• **DOCUMENT SECTION**:
********************

Out of Gamut: A Two-Pass Approach to Sharpening in Photoshop

In my last column, which delved into a couple of useful sharpening techniques, I promised additional techniques this time around, and I’ll make good on that promise. But first we should turn to one of the important questions about sharpening: When in the image-editing process should you sharpen?

The Traditional View
Conventional wisdom has it that you should make sharpening the last operation before converting to your output color space, but there’s a problem with this approach. Sharpening works by increasing local contrast along edges. Typically, after sharpening some pixels that were almost white become pure white, and some pixels that were almost black become pure black. The black ones aren’t too much of a problem, but the white ones can be: Depending on your output device and how you’ve sharpened, sharpening can make light pixels appear whiter than they should, so that edges or diffuse highlights look artificial.

The problem is that almost all our printing devices have a minimum amount of color that they can lay down, and depending on the process we’re printing to, that minimum amount may be quite different from pure paper white. An extreme case would be newsprint, where the minimum printable dot is typically in the 8-to-10-percent range. The “transition zone” — the zone between the smallest printable dot and paper white — is huge.

********************

• **CHALLENGE**:
Rewrite the text on sharpening in Photoshop from "Out of Gamut: A" up to and including "should you sharpen?", changing "column" to "article".

********************

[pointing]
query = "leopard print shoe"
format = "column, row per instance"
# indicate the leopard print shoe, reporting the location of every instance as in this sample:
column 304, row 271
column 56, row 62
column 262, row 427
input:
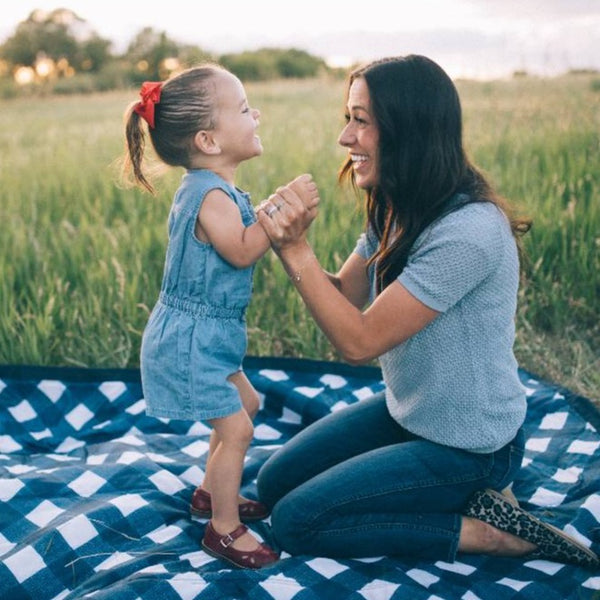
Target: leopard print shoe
column 553, row 544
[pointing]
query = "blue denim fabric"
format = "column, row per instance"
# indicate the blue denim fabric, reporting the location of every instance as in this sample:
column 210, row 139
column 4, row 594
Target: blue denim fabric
column 356, row 484
column 196, row 335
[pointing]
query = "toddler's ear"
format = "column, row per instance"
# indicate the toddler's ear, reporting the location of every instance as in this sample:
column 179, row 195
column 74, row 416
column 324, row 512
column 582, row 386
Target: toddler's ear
column 206, row 143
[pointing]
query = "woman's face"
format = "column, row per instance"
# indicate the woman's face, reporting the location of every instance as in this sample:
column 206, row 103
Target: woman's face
column 361, row 135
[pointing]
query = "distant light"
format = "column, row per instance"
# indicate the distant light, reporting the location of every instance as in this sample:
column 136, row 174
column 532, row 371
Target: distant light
column 24, row 75
column 44, row 66
column 171, row 64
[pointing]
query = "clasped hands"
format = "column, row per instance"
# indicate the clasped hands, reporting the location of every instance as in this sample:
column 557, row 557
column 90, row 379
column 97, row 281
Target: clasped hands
column 287, row 213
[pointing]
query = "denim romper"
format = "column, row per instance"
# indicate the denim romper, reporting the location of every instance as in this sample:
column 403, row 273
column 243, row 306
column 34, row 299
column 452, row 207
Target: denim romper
column 196, row 334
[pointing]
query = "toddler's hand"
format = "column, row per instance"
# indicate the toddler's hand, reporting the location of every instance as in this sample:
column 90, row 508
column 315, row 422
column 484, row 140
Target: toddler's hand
column 306, row 189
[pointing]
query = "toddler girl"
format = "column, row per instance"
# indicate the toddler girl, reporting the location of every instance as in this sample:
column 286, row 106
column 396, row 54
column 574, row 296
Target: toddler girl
column 195, row 339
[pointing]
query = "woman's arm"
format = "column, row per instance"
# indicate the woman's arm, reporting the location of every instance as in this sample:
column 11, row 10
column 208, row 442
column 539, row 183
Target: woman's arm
column 220, row 223
column 359, row 336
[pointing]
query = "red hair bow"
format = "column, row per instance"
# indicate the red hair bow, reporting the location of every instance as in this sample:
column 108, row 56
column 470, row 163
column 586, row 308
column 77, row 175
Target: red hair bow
column 150, row 93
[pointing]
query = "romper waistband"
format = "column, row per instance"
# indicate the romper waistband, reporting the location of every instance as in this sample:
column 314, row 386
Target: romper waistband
column 196, row 309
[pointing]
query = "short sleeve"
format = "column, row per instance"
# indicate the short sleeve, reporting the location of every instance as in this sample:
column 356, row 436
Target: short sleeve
column 366, row 244
column 454, row 255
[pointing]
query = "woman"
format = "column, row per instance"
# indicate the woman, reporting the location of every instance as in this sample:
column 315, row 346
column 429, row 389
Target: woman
column 431, row 291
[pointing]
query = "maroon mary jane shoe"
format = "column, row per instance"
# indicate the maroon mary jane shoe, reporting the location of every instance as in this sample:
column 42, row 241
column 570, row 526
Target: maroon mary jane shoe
column 249, row 510
column 220, row 546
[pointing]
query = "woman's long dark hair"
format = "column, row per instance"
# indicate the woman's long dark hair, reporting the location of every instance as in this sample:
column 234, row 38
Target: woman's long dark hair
column 422, row 162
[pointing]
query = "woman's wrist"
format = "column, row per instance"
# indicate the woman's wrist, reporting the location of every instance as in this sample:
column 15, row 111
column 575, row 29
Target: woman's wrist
column 295, row 258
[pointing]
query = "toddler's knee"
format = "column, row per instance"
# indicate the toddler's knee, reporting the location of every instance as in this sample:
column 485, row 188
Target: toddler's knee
column 252, row 403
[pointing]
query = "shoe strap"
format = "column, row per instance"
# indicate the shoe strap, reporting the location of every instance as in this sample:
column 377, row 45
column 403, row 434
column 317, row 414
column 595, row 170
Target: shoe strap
column 227, row 540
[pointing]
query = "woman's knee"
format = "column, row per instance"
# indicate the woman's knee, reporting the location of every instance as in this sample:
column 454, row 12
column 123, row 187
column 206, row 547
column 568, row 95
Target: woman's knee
column 292, row 533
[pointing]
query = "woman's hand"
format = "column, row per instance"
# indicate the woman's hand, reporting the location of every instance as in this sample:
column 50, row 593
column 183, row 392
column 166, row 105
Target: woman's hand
column 287, row 214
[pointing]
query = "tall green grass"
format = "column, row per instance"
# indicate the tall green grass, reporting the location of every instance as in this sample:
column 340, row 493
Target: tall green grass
column 81, row 258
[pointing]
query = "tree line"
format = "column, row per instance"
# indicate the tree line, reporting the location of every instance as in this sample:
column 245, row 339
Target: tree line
column 58, row 52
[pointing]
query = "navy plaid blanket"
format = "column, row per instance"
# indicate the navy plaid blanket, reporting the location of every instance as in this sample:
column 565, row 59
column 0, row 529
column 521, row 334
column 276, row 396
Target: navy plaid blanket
column 94, row 495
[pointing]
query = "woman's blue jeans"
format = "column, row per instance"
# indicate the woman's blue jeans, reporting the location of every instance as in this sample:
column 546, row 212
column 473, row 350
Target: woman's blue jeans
column 356, row 484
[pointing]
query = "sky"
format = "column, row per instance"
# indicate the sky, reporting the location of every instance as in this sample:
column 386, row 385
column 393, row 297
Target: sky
column 468, row 38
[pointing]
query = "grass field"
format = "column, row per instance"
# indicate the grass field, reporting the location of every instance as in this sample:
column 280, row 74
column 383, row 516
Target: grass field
column 81, row 258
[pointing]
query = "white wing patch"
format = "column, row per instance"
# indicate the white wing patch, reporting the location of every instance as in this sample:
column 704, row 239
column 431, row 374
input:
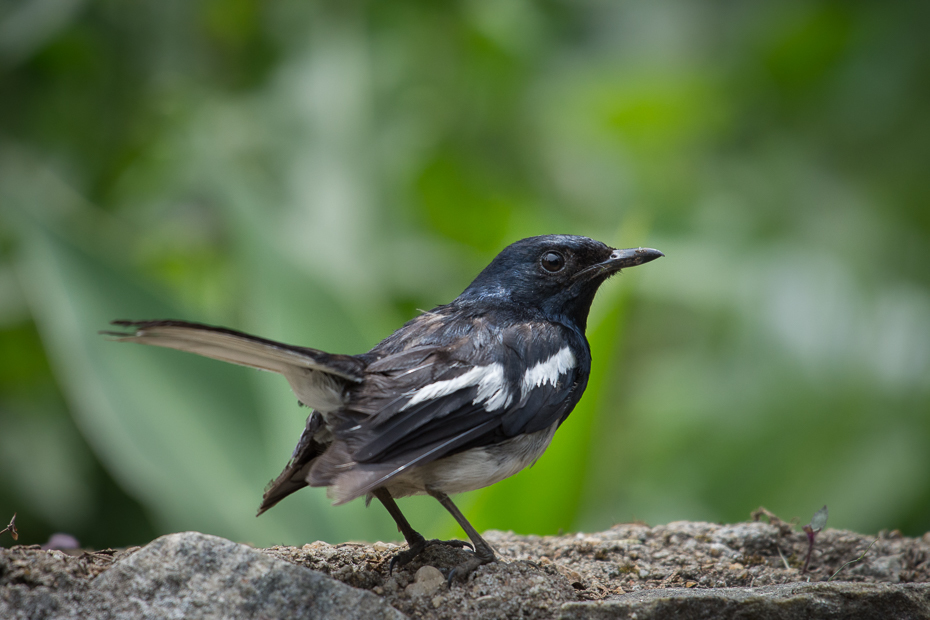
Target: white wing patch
column 548, row 371
column 492, row 388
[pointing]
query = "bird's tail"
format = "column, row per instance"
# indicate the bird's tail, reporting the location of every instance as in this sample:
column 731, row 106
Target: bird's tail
column 318, row 378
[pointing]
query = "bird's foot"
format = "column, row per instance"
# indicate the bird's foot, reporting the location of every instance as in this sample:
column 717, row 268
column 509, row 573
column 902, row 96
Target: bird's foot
column 403, row 557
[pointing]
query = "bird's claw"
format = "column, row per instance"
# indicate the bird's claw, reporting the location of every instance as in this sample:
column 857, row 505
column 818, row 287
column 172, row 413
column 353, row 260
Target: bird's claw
column 403, row 557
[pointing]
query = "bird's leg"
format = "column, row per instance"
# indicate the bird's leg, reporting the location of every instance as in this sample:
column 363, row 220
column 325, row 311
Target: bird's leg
column 415, row 541
column 483, row 551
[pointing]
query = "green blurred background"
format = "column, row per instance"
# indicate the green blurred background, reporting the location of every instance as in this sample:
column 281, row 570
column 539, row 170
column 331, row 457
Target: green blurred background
column 316, row 172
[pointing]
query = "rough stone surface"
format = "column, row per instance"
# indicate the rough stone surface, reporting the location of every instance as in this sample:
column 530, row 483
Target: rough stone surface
column 187, row 575
column 680, row 570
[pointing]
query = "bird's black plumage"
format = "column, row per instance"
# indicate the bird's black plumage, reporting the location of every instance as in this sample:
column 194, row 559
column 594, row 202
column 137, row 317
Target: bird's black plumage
column 458, row 398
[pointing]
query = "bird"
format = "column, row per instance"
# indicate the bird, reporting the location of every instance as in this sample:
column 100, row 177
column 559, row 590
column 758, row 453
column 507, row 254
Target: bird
column 458, row 398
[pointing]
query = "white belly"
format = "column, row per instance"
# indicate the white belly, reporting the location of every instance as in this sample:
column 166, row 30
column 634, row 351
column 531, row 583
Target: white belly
column 476, row 468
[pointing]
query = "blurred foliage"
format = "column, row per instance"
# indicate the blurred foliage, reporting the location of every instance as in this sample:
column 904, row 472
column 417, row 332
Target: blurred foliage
column 316, row 172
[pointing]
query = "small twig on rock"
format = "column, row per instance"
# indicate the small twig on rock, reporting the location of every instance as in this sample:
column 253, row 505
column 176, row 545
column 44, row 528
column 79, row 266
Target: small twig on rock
column 852, row 561
column 11, row 528
column 818, row 521
column 787, row 566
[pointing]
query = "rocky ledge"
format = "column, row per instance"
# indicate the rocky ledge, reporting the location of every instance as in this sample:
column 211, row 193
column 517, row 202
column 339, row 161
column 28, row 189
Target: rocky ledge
column 680, row 570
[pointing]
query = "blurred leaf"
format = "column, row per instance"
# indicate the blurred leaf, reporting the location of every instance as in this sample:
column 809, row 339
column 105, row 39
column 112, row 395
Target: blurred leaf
column 185, row 452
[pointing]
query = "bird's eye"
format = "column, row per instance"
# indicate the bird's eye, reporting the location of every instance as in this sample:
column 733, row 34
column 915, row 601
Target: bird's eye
column 552, row 261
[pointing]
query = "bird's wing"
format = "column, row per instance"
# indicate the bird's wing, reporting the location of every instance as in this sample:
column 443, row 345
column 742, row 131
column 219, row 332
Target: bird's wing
column 424, row 404
column 318, row 378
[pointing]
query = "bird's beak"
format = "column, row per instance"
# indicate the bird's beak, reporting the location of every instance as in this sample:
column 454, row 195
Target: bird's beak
column 617, row 260
column 630, row 258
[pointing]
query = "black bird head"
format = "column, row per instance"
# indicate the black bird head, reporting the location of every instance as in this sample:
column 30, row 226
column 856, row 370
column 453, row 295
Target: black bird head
column 558, row 274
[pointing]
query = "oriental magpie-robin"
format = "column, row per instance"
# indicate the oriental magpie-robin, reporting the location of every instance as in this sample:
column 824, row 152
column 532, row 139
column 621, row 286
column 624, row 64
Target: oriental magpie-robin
column 457, row 399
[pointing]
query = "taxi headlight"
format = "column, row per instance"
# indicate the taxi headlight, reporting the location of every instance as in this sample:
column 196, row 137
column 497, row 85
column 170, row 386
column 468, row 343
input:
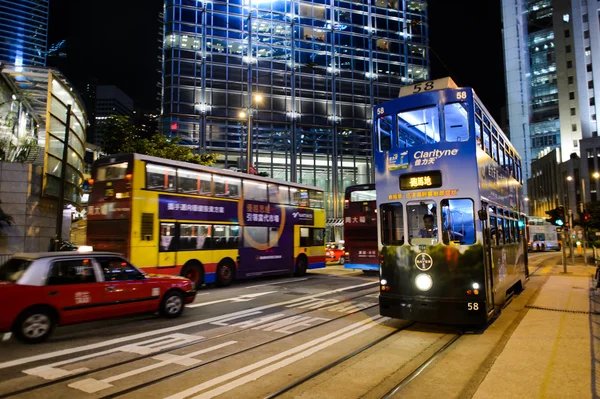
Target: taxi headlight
column 423, row 282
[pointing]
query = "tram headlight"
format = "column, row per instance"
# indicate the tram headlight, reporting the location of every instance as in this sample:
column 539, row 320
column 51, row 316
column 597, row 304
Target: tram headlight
column 423, row 282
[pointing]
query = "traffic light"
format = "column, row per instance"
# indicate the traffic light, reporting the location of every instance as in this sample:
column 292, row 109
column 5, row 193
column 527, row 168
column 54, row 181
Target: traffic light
column 556, row 216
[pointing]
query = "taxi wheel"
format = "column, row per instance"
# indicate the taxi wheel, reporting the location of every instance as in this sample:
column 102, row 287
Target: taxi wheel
column 34, row 325
column 172, row 305
column 225, row 273
column 301, row 266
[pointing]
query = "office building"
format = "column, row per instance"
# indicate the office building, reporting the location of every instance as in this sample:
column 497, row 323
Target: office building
column 23, row 32
column 301, row 76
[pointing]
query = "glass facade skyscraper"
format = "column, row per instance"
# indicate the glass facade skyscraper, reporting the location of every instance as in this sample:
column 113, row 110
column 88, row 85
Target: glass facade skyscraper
column 23, row 32
column 319, row 66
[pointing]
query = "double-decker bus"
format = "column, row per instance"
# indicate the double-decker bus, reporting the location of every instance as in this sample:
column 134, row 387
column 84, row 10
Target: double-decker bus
column 542, row 235
column 360, row 228
column 207, row 224
column 449, row 196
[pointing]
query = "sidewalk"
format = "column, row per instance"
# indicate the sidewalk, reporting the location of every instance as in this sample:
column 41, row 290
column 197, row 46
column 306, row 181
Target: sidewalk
column 555, row 350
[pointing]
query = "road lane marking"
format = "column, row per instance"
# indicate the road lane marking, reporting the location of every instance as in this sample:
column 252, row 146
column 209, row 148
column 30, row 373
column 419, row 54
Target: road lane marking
column 242, row 298
column 279, row 282
column 64, row 352
column 346, row 332
column 52, row 371
column 91, row 385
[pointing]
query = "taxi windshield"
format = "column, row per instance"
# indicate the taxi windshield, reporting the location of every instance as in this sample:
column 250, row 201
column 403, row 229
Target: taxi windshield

********************

• **RESPONSE TO THIS TASK**:
Out of Gamut: A Two-Pass Approach to Sharpening in Photoshop

In my last article, which delved into a couple of useful sharpening techniques, I promised additional techniques this time around, and I’ll make good on that promise. But first we should turn to one of the important questions about sharpening: When in the image-editing process should you sharpen?